Every entry that follows must be written out exactly, apart from its pictures.

(Saved entries)

%%

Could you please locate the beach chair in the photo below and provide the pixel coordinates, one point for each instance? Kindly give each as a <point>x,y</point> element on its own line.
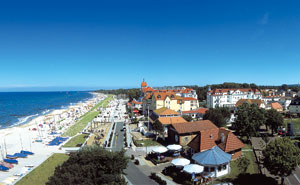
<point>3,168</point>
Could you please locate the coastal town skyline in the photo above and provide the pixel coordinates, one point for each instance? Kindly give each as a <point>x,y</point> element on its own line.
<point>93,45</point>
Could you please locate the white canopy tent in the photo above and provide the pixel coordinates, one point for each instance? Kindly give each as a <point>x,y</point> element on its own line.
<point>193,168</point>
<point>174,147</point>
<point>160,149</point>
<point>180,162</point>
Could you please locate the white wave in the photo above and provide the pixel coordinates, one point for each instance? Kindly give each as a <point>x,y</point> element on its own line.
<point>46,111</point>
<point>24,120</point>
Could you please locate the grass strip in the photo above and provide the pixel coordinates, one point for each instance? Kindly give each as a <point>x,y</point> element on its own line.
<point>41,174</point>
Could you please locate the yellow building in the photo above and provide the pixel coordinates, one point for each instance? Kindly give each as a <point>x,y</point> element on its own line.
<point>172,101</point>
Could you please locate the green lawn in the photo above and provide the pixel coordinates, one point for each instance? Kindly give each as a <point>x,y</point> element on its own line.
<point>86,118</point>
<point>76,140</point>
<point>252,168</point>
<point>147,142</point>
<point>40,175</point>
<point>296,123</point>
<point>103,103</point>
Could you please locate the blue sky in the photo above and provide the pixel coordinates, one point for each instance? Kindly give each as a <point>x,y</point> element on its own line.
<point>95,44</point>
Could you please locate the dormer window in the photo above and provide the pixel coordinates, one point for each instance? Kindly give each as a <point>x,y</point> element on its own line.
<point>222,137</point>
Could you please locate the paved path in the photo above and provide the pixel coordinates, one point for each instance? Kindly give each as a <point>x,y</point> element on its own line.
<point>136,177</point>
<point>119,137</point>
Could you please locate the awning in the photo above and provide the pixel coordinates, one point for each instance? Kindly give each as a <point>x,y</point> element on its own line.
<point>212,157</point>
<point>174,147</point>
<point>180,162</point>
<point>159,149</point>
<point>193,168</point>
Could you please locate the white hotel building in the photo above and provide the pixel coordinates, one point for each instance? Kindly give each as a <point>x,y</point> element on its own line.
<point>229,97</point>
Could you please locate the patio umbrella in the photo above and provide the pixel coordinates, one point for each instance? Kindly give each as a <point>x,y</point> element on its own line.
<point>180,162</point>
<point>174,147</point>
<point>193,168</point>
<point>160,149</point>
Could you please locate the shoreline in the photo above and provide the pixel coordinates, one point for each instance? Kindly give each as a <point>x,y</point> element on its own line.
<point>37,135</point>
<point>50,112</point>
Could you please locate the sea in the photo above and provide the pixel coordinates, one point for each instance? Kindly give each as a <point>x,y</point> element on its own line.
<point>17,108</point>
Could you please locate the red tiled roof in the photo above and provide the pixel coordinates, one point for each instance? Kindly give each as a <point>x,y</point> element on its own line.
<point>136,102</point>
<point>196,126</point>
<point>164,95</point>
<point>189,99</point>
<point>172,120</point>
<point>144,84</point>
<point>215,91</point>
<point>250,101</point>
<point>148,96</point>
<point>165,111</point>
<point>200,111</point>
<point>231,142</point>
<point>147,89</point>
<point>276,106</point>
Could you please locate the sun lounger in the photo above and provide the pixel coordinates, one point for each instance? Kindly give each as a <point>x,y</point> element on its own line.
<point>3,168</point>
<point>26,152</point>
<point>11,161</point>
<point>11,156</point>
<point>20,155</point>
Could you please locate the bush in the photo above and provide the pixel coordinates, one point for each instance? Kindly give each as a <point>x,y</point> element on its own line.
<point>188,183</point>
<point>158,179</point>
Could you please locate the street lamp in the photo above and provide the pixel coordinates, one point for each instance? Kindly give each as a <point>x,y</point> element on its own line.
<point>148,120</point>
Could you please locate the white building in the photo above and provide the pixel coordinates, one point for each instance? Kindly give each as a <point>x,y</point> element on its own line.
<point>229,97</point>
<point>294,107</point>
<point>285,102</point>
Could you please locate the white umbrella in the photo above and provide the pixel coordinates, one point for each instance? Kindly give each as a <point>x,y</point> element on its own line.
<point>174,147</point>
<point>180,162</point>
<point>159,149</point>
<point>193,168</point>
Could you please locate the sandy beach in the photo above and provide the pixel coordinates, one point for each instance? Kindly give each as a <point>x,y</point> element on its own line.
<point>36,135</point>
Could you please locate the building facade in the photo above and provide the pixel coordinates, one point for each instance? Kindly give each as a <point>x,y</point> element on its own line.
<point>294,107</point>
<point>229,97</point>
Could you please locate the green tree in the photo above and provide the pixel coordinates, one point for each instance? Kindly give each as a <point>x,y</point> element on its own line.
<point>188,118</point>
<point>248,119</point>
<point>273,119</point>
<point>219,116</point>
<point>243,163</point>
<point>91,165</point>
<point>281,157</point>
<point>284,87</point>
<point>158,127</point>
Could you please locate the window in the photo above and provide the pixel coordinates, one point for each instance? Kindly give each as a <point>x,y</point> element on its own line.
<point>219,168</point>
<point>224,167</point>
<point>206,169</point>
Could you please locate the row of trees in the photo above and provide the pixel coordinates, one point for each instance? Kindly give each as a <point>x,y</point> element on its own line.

%%

• [OUTPUT BELOW]:
Could you please locate the beach chair in the photo below and provide the pixel coordinates, one point for each instance? Kindly give each as a <point>x,y</point> element on its own line.
<point>3,168</point>
Could you please locate the coastal town skyline in the photo above and provide the pixel coordinates, one point for each instance? Kindly give each as a <point>x,y</point> element on its own line.
<point>93,45</point>
Could you please locate the white canopy tent in the photo above and provide the pixel coordinates, one point for each instance? Kindly give each as a <point>x,y</point> element on its own line.
<point>193,168</point>
<point>174,147</point>
<point>160,149</point>
<point>180,162</point>
Could you please locate the white wave in the photo above and provide the pixel coordinates, one point for each instance? Kindly give each as a <point>x,y</point> element on its own line.
<point>46,111</point>
<point>24,120</point>
Could you please locate the grass strip in the photo above and provide the pixel coordinates, one point for each instance? Kindly give each as a <point>x,y</point> element on its own line.
<point>41,174</point>
Could you please locate the yellow building in the photo above and provide the pixel coordinates, one point for each instance? Kindly give each as a <point>x,y</point> element on its own line.
<point>172,101</point>
Could you please locate the green lawn in the photo above and provide the pixel coordinates, one point for each instance? Kindly give each as a <point>x,y</point> element on its own line.
<point>86,118</point>
<point>76,140</point>
<point>252,168</point>
<point>147,142</point>
<point>40,175</point>
<point>296,123</point>
<point>103,103</point>
Could you please locate the blue sky in the photo above and provide the pixel coordinates, one point for each instance? Kindly give each as a <point>x,y</point> element on its own line.
<point>95,44</point>
Could you please locate the dormer window in the photo above and provide the pixel coordinates, one point for each instance? Kindly give each as a <point>x,y</point> element on its own line.
<point>222,137</point>
Could you please locate the paved path in the photo above and provide the pixel coordinates, one point for each instance? Kindly give each as a <point>x,y</point> element on its own line.
<point>136,177</point>
<point>119,137</point>
Could you please locate the awning in the photo above and provide the pixel coordinates, one point for each instance? Kindly give each as a <point>x,y</point> element on its own line.
<point>212,157</point>
<point>174,147</point>
<point>180,162</point>
<point>159,149</point>
<point>193,168</point>
Could you please locate the white hotel building in the photo above and provide the pixel coordinates, one point for each instance? Kindly give each as a <point>x,y</point> element on its own line.
<point>229,97</point>
Could you please locate the patio umbrella in the photo above and provide the pixel coordinates, one point for each instance? Kindly give each as a <point>x,y</point> element on its own line.
<point>180,162</point>
<point>174,147</point>
<point>193,168</point>
<point>160,149</point>
Could you please locate the shoreline in the photo above and provide the pixel coordinates, one point for each instance? Kindly give each as a <point>x,y</point> element on its own line.
<point>37,135</point>
<point>50,112</point>
Could you please locate the sea in the photo above and provide the pixel coordinates, one point for each instance? Kindly give each as a <point>x,y</point> element on its own line.
<point>17,108</point>
Could you please locate the red tiled roof in the photo above and provide the pixel coordinates, one point for each instance? Kindly give each as a <point>x,y</point> element on its own line.
<point>136,102</point>
<point>196,126</point>
<point>164,95</point>
<point>189,99</point>
<point>172,120</point>
<point>144,84</point>
<point>215,91</point>
<point>250,101</point>
<point>148,96</point>
<point>165,111</point>
<point>200,111</point>
<point>231,142</point>
<point>147,89</point>
<point>276,106</point>
Could you please locate the sun lounger in the photo above and provide the pixel coordinates, one point for each instance? Kindly give each as a <point>x,y</point> element on its own line.
<point>3,168</point>
<point>26,152</point>
<point>11,161</point>
<point>11,156</point>
<point>20,155</point>
Could you please locate the bush in the photo above and provide the pixel coordinates, one point for each instance? Kindly give each as a <point>x,y</point> element on its own line.
<point>188,183</point>
<point>158,179</point>
Could you please locate the street lamp in the photo above and provide the pixel coordinates, one point for each instance? Kindly give each as a <point>x,y</point> element on its own line.
<point>148,120</point>
Could you please locate the white building in the photo above and provide the pixel coordinates, one point for each instance? Kindly give each as a <point>x,y</point> element on its own line.
<point>229,97</point>
<point>294,107</point>
<point>285,102</point>
Could you please locate the white umbrella in the photo above and provide the pixel coordinates, one point for each instance? Kindly give each as a <point>x,y</point> element on its own line.
<point>174,147</point>
<point>180,162</point>
<point>159,149</point>
<point>193,168</point>
Could you please locate the sandy beach in the photo above and provide the pixel coordinates, one point for each instance? Kindly give each as a <point>x,y</point> element on its own line.
<point>36,135</point>
Could you please locate the building facade in the photo above and provide the pixel coordinates, one point for each instance? Kindly give each as a <point>x,y</point> element on its own line.
<point>294,107</point>
<point>229,97</point>
Could you please locate the green tree in the photo above and provide the pixel coordinates, one point for each instance? Kindly give each as a <point>x,y</point> element on its own line.
<point>188,118</point>
<point>248,119</point>
<point>273,119</point>
<point>219,116</point>
<point>243,163</point>
<point>91,165</point>
<point>281,157</point>
<point>284,87</point>
<point>158,127</point>
Could you please locate the window in the photo above and provide the pixel coordinates, one point for each instance? Kindly give each as a <point>x,y</point> element on its own line.
<point>219,168</point>
<point>224,167</point>
<point>206,169</point>
Could you please locate the row of trees in the photo above and provide the pixel coordinates, one point for each instance? Kindly give each as a <point>x,y</point> element on its own line.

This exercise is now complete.